**Questions on the material**
• 1. From the housing policy speech, extract the passage starting with "Thank you, I" and going on through "wellbeing of households.".
• 2. According to the housing policy speech, how much did residential property prices in Melbourne rise over the past five years?

**Passage for review**
-------

Making better economic cases for housing policies

08 March 2018

Speaker: Jennifer Westacott
Venue: Museum of Sydney, Bridge Street
Delivery: Thursday, 08 March 2018

Panel session - Making Better Economic Cases for Housing Policies

Thank you, I am very pleased to be here as part of the panel discussion

I agree with Duncan about the need to apply an economic lens to housing affordability and congratulate him on his report.

The cost and location of housing directly influences workforce participation, productivity, and of course, the wellbeing of households.  

This is particularly true right now in our major capital cities

It is therefore imperative the housing market operates efficiently and is geared with the needs of real people in mind.

Housing demand is running hot in our big cities, particularly in Sydney and Melbourne, where demand is outstripping supply.

Over the past five years, residential property prices have increased by more than 70 per cent in Sydney and by more than 50 percent in Melbourne.

-------

**Supplied material**
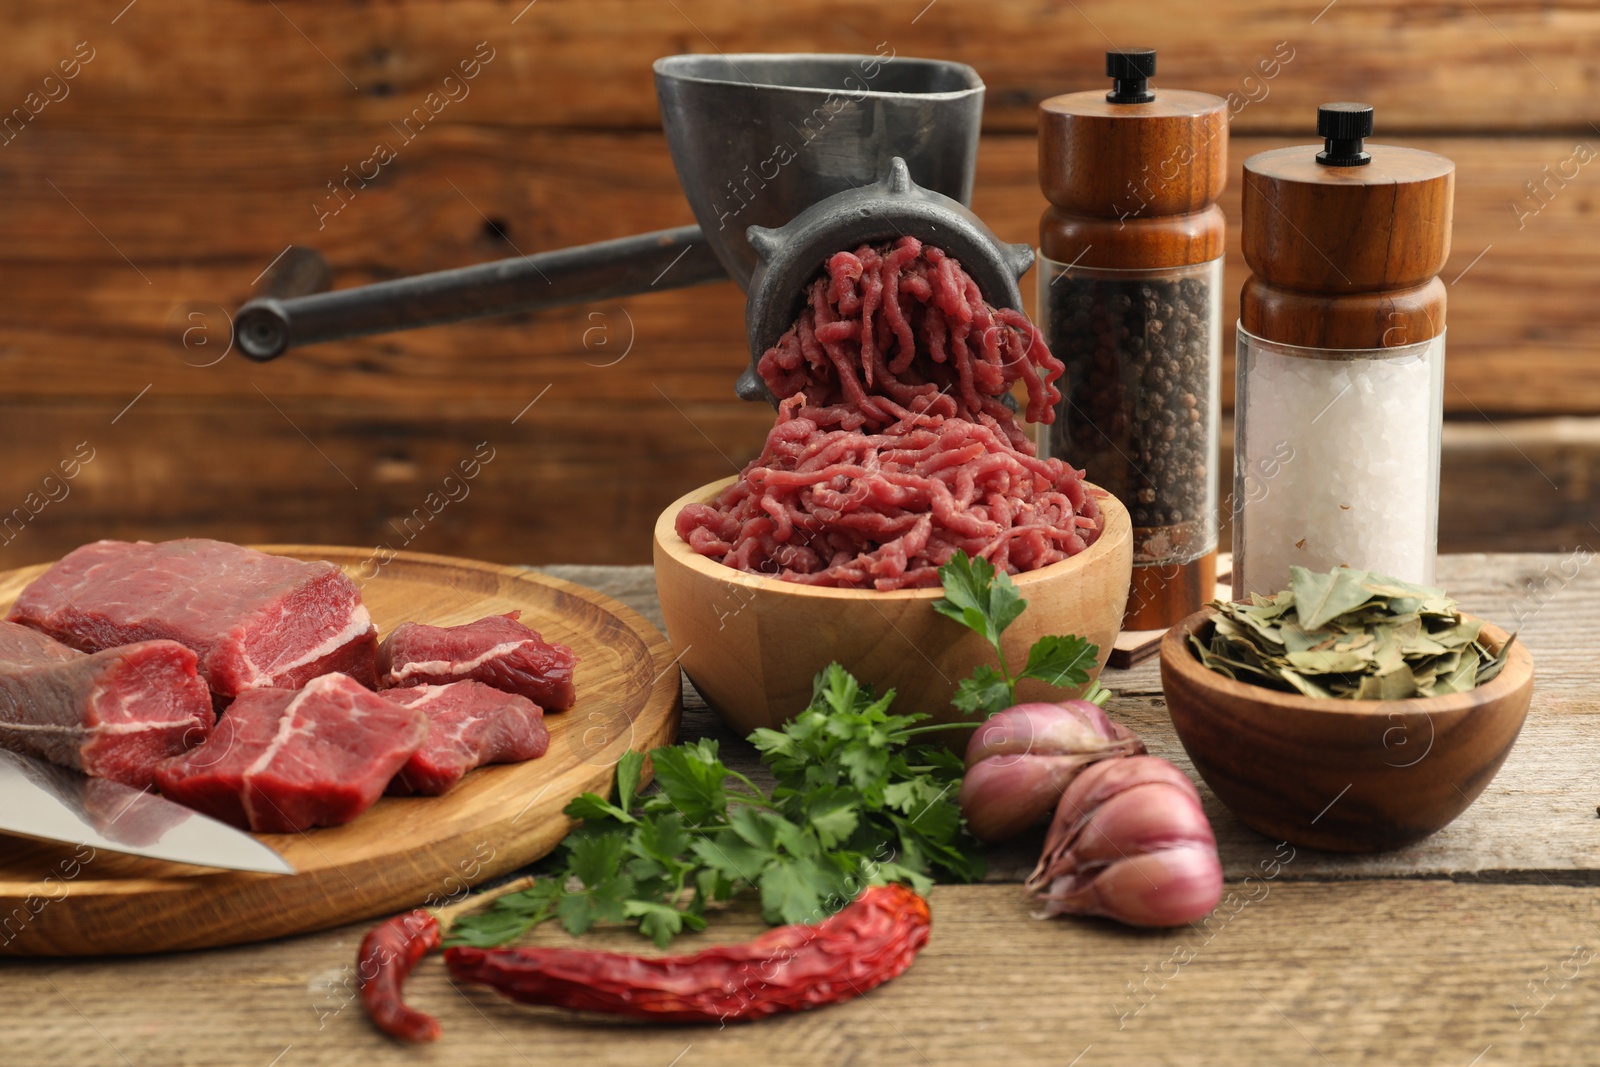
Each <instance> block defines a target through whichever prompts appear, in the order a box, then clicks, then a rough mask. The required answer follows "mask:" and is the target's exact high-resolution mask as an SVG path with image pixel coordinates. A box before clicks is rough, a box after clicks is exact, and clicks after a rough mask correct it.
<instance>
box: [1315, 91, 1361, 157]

-------

**Answers to this exercise**
• 1.
Thank you, I am very pleased to be here as part of the panel discussion

I agree with Duncan about the need to apply an economic lens to housing affordability and congratulate him on his report.

The cost and location of housing directly influences workforce participation, productivity, and of course, the wellbeing of households.

• 2. By more than 50 percent.